→ Page extract
The system fails in two opposite ways. It fails if the user mutes it to concentrate – the sound has become annoying, or distracting, or repetitive enough to grate. It also fails if the user tunes it out so completely that they never notice when the Golem’s state changes. A Golem that has been anxious for ten minutes should produce a sound that eventually catches the ear, even if the listener forgot the sound was there.

The target experience: you forget the sound is on. Then something shifts – a chord darkens, the texture thins, a note appears where silence was – and you realize the Golem has been feeling something for a while. You glance at the terminal. You understand. You go back to what you were doing. The sound recedes again.

That is the Eno mandate. Every design decision in this document serves it.

2. The infinite song architecture

A Golem runs for 12 to 24 hours. The sound runs for the same duration. The problem: human pattern recognition is extraordinarily sensitive to repetition. A loop that repeats every 2 minutes becomes tedious within 10. A loop that repeats every 8 minutes becomes tedious within 30. Any fixed cycle, no matter how long, will eventually be perceived as a loop, and once perceived, it cannot be unheard.

The solution is incommensurable period lengths. Choose loop lengths that are mutually prime so they fall out of phase quickly and realign very rarely. Each musical layer operates on its own cycle. Because the cycles share no common factors, the composite texture they produce never fully repeats within the Golem’s lifetime.

The canonical example

Three layers, three mutually prime loop lengths:

Melody: 17-beat loop at the Turing Machine
Harmony: 23-beat loop (PolyDrone voice-leading cycle)

→ Assigned task A
In the sound-design extract, what changes are given as examples of something shifting in the sound?
→ Assigned task B
Echo the stretch of the sound-design extract from "A Golem runs" through "the Golem’s lifetime.".
→ Assigned task C
According to the sound-design extract, how long does a Golem run?
Rely only on the sound-design extract for this work.

→ Dataset
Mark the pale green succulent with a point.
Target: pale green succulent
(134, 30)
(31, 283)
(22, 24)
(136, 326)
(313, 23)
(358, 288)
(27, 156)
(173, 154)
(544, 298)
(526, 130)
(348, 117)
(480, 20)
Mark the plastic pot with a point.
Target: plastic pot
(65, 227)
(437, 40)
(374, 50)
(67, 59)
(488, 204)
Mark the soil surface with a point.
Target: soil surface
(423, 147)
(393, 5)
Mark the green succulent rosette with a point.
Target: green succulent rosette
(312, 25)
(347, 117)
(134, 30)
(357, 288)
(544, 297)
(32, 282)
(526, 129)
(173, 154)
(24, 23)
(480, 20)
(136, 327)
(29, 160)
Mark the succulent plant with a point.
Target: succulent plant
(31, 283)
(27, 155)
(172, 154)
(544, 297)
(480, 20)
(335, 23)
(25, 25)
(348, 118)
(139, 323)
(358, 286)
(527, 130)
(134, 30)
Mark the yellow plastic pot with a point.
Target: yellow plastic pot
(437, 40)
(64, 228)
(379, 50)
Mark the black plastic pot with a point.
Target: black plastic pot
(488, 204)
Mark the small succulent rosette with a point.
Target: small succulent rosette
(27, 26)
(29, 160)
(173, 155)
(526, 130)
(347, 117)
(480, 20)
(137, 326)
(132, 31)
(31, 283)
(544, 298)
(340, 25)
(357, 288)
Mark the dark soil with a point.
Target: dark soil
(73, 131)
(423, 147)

...

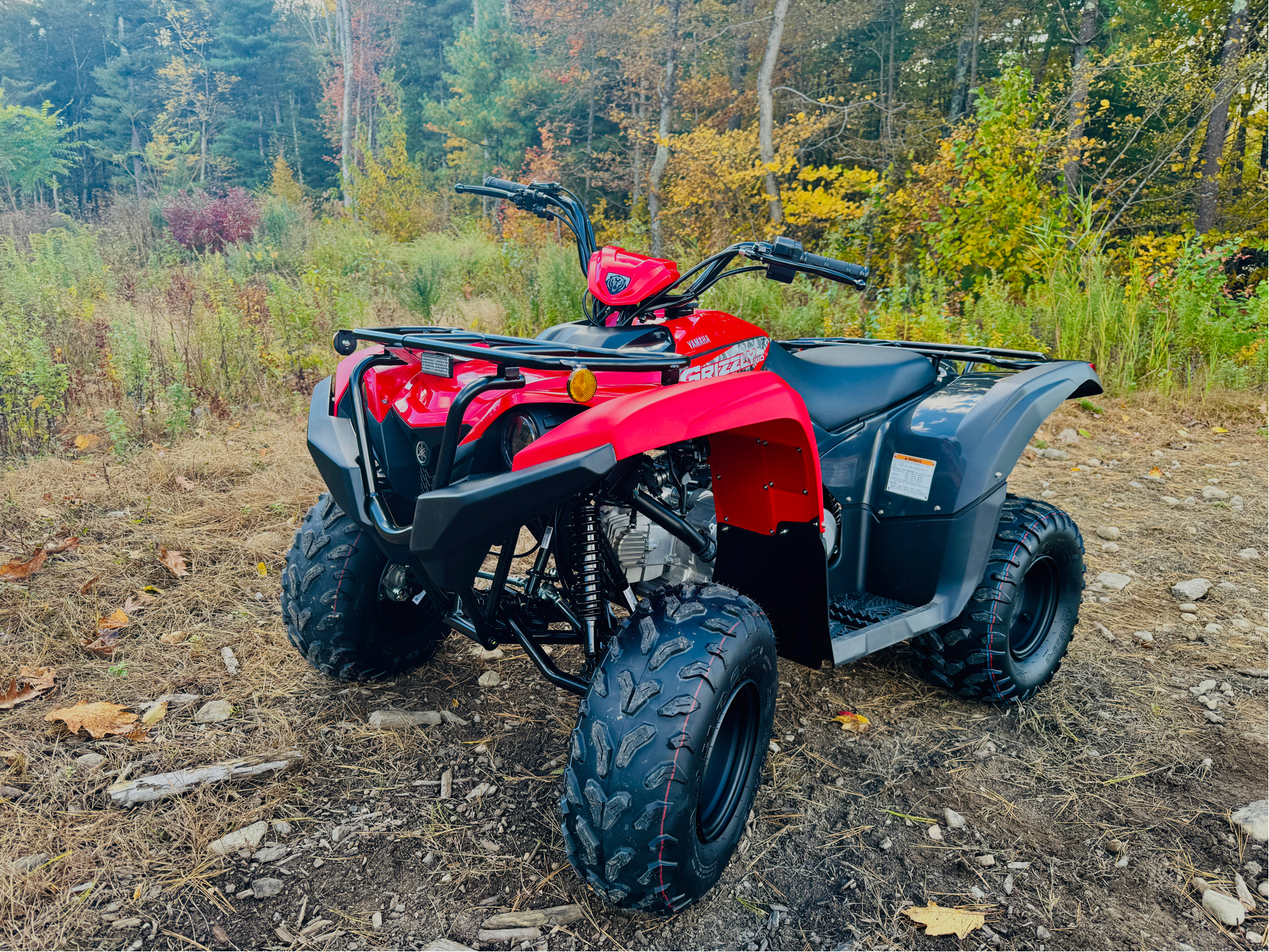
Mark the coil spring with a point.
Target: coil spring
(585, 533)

* * *

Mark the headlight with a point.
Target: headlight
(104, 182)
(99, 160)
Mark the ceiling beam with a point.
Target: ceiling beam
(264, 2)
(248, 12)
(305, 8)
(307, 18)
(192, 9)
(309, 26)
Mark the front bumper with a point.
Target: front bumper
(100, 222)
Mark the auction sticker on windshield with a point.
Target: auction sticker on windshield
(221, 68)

→ Response A
- A chord darkens.
- The texture thins.
- A note appears where silence was.

→ Response B
A Golem runs for 12 to 24 hours. The sound runs for the same duration. The problem: human pattern recognition is extraordinarily sensitive to repetition. A loop that repeats every 2 minutes becomes tedious within 10. A loop that repeats every 8 minutes becomes tedious within 30. Any fixed cycle, no matter how long, will eventually be perceived as a loop, and once perceived, it cannot be unheard.

The solution is incommensurable period lengths. Choose loop lengths that are mutually prime so they fall out of phase quickly and realign very rarely. Each musical layer operates on its own cycle. Because the cycles share no common factors, the composite texture they produce never fully repeats within the Golem’s lifetime.

→ Response C
A Golem runs for 12 to 24 hours.